[Referring expression pointing data]

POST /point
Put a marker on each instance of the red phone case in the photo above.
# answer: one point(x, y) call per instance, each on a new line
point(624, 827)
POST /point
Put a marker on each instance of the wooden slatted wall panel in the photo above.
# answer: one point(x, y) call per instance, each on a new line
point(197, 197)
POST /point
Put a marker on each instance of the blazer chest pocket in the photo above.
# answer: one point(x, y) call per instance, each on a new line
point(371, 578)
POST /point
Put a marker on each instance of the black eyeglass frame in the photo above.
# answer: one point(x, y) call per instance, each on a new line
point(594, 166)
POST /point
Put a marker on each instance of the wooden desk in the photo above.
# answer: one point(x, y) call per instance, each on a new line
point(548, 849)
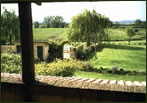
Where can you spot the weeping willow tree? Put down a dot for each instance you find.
(89, 27)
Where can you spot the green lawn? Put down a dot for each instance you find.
(124, 56)
(110, 76)
(61, 34)
(131, 58)
(120, 34)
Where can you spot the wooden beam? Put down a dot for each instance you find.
(25, 16)
(17, 1)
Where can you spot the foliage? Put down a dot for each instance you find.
(89, 27)
(138, 23)
(9, 27)
(55, 50)
(10, 63)
(36, 24)
(54, 22)
(130, 32)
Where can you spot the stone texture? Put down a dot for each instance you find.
(83, 83)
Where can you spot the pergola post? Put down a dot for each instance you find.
(25, 16)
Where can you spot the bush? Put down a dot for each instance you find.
(10, 63)
(56, 50)
(86, 66)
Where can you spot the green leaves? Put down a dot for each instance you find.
(10, 63)
(88, 26)
(10, 26)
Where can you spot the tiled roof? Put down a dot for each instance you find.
(83, 83)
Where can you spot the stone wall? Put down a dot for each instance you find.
(52, 88)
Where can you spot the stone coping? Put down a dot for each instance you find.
(82, 83)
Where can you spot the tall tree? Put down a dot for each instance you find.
(90, 27)
(10, 26)
(130, 33)
(47, 21)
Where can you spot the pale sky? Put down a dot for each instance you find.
(115, 10)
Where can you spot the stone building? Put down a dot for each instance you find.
(41, 50)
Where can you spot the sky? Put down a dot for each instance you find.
(115, 10)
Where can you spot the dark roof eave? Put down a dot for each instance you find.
(36, 1)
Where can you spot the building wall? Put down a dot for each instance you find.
(45, 49)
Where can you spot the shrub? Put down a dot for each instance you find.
(56, 50)
(86, 66)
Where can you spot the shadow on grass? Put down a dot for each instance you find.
(121, 47)
(112, 46)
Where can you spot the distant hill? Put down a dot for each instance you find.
(125, 21)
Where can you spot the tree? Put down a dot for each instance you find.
(138, 23)
(10, 26)
(36, 24)
(90, 27)
(47, 21)
(117, 24)
(130, 33)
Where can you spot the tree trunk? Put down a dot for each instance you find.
(10, 39)
(129, 41)
(95, 51)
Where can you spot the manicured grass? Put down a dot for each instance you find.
(126, 57)
(120, 34)
(61, 34)
(139, 78)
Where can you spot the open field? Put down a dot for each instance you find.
(61, 34)
(111, 76)
(120, 34)
(130, 57)
(126, 57)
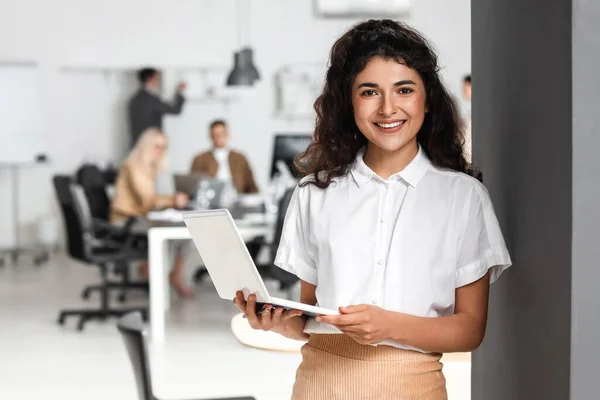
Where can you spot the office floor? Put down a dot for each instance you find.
(201, 358)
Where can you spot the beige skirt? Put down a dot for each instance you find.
(335, 367)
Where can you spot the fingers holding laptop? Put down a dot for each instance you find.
(266, 319)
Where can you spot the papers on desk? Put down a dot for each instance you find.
(250, 200)
(169, 214)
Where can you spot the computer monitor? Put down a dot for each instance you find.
(286, 147)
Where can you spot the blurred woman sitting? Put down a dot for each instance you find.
(135, 195)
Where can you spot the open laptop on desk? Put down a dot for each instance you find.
(192, 183)
(228, 262)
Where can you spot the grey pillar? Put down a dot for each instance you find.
(536, 74)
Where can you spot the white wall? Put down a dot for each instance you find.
(82, 107)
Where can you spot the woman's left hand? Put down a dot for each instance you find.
(364, 323)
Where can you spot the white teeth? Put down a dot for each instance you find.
(392, 125)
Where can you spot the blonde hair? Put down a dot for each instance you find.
(141, 155)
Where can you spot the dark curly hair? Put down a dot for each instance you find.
(337, 139)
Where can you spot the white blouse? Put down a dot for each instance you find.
(404, 243)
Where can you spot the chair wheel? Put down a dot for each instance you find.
(39, 260)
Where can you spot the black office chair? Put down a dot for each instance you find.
(134, 335)
(83, 245)
(286, 280)
(95, 187)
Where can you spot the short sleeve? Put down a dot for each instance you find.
(483, 248)
(295, 253)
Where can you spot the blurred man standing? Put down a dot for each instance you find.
(146, 108)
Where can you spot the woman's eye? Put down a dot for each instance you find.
(369, 93)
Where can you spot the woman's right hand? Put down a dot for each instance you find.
(271, 319)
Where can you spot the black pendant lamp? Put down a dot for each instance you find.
(244, 72)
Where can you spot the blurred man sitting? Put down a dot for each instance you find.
(223, 163)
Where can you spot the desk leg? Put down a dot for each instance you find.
(157, 249)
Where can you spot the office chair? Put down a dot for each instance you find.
(95, 186)
(285, 279)
(134, 335)
(83, 245)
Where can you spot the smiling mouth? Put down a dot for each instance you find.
(390, 125)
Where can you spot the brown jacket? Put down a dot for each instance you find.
(241, 174)
(135, 194)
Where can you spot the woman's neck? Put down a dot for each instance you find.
(386, 163)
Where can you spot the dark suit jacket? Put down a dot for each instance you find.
(146, 110)
(241, 174)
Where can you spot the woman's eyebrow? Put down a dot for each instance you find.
(376, 86)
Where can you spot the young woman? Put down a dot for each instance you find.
(389, 227)
(135, 194)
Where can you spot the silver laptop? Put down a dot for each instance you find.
(228, 262)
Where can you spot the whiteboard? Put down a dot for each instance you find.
(22, 130)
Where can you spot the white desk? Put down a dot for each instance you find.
(159, 260)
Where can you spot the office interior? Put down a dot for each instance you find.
(78, 61)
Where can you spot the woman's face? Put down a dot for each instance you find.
(389, 104)
(159, 148)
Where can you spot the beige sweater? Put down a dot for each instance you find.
(135, 193)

- _EXERCISE PROMPT_:
With images omitted, retype the data word for word.

- _YOUR SOLUTION_:
POST /point
Put a marker on each instance of the red phone case in the photo above.
# answer: one point(x, y) call per instance, each on a new line
point(624, 827)
POST /point
Put a marker on each instance of the wooden slatted wall panel in the photo above.
# answer: one point(x, y) call per instance, each on a new line
point(197, 197)
POST /point
Put a marker on each instance of the blazer chest pocket in the photo above.
# answer: one point(x, y) call per instance, each on a new line
point(371, 578)
POST /point
Put a marker on each instance of the black eyeglass frame in the photo above.
# answer: one point(x, y) call per instance, each on a new line
point(594, 166)
POST /point
Put a marker on each instance of the wooden desk in the photo above.
# answer: one point(x, y) call per instance, each on a new line
point(548, 849)
Where can you spot the weeping willow tree? Put down a dot for each instance you find.
(89, 27)
Where can you spot the green lawn? Put down a dot for each instance you find.
(124, 56)
(110, 76)
(61, 34)
(131, 58)
(120, 34)
Where can you spot the wooden beam? Put down a dot for each instance you find.
(25, 16)
(17, 1)
Where can you spot the foliage? Put down a dot for each instance you find.
(89, 27)
(138, 23)
(9, 27)
(55, 50)
(10, 63)
(36, 24)
(54, 22)
(130, 32)
Where can you spot the stone texture? Put down a dot for each instance you find.
(83, 83)
Where can you spot the pergola post? Put down a dot for each instance you find.
(25, 16)
Where can you spot the bush? Put down a dot for each instance you find.
(10, 63)
(56, 50)
(86, 66)
Where can you spot the green leaves? Put down a dot for each instance you find.
(10, 63)
(88, 26)
(10, 26)
Where can you spot the tiled roof? Put down a dot for each instance you find.
(83, 83)
Where can you spot the stone wall? Put down a dot for each instance you find.
(52, 88)
Where can you spot the stone coping? Put down a dot for each instance you find.
(82, 83)
Where can you spot the tall tree? Put down a dot for each instance you find.
(90, 27)
(10, 26)
(130, 33)
(47, 21)
Where can you spot the pale sky? Put down a dot for each instance you find.
(115, 10)
Where can you spot the stone building? Put down a dot for each instance you find.
(41, 50)
Where can you spot the sky? Put down a dot for each instance you find.
(115, 10)
Where can you spot the dark roof eave? Put down a dot for each instance you find.
(36, 1)
Where can you spot the building wall? Put down a dot for each instance you find.
(45, 49)
Where can you spot the shrub? Put down a dot for each instance you find.
(56, 50)
(86, 66)
Where can you spot the shadow on grass? Put down a dot for each instance you find.
(121, 47)
(112, 46)
Where can you spot the distant hill? Put down a dot for each instance you find.
(125, 21)
Where can you spot the tree? Put down a dot for each instance you find.
(138, 23)
(10, 26)
(36, 24)
(90, 27)
(47, 21)
(117, 24)
(130, 33)
Where can you spot the tree trunk? Put down a dot for each instance you find.
(10, 39)
(129, 41)
(95, 51)
Where can you spot the manicured grass? Put down a dot for each instance you find.
(126, 57)
(120, 34)
(61, 34)
(139, 78)
Where can you spot the open field? Put down a dot for each instance you find.
(61, 34)
(111, 76)
(120, 34)
(130, 57)
(126, 57)
Where can you spot the office floor? Put down a dot for each instance you find.
(201, 358)
Where can you spot the beige skirt? Put down a dot for each instance you find.
(335, 367)
Where can you spot the fingers holding laptop? Put down a dot for each instance you find.
(266, 319)
Where can you spot the papers on desk? Put down a dot for each instance you find.
(250, 200)
(169, 214)
Where can you spot the computer monitor? Put down a dot for each instance you find.
(286, 147)
Where can you spot the blurred woman sitting? Put down a dot for each instance you find.
(135, 195)
Where can you spot the open laptop on desk? Put down a dot for each instance you find.
(192, 183)
(228, 262)
Where can you spot the grey pillar? Put down a dot for each instance you find.
(536, 74)
Where can you spot the white wall? Put down a dot for each instance you find.
(82, 107)
Where can you spot the woman's left hand? Put down a dot for each instance you find.
(364, 323)
Where can you spot the white teeth? Put down a dot for each instance you find.
(392, 125)
Where can you spot the blonde hair? Put down a dot for each instance you find.
(141, 155)
Where can you spot the dark curly hair? Put down a dot for each instance you find.
(337, 139)
Where can you spot the white blouse? Put down a dot for each instance you find.
(404, 243)
Where can you spot the chair wheel? Put down a dot for each instance you find.
(39, 260)
Where can you spot the black office chair? Put down a dot for each instance you find.
(134, 335)
(83, 245)
(286, 280)
(95, 187)
Where can you spot the short sleeve? Put down a dot for each instance you find.
(483, 248)
(295, 253)
Where can you spot the blurred man standing? Put down a dot for each instance you find.
(146, 108)
Where can you spot the woman's eye? Put down a dot for each instance you find.
(369, 93)
Where can you spot the woman's right hand? Put down a dot for each instance you find.
(271, 319)
Where can you spot the black pendant lamp? Put down a dot for each instance you find.
(244, 72)
Where can you spot the blurred man sitting? Put down a dot for each instance you find.
(223, 163)
Where can you spot the desk leg? Put down a dot for each instance you find.
(157, 249)
Where can you spot the office chair? Put down a dot for each instance you find.
(95, 186)
(285, 279)
(134, 335)
(83, 245)
Where can you spot the smiling mouth? Put down a dot for each instance you find.
(390, 125)
Where can you spot the brown jacket? Put down a dot for each instance you find.
(241, 174)
(135, 194)
Where can you spot the woman's neck? Put down a dot for each instance you find.
(386, 163)
Where can you spot the dark suit jacket? Put down a dot for each instance you find.
(146, 110)
(241, 174)
Where can you spot the woman's eyebrow? Put down a dot for each instance you find.
(376, 86)
Where can you spot the young woman? Put down a dot for each instance you find.
(389, 227)
(135, 194)
Where can you spot the silver laptop? Put down a dot for each instance you find.
(228, 262)
Where can you spot the whiteboard? Put down a dot for each instance you find.
(22, 130)
Where can you spot the white desk? Put down a dot for each instance you find.
(159, 260)
Where can you spot the office interior? Put down a dot for each instance you find.
(78, 61)
Where can you spot the woman's face? Put down a dot for each instance you find.
(389, 104)
(159, 148)
Where can you spot the beige sweater? Put down a dot for each instance you find.
(135, 193)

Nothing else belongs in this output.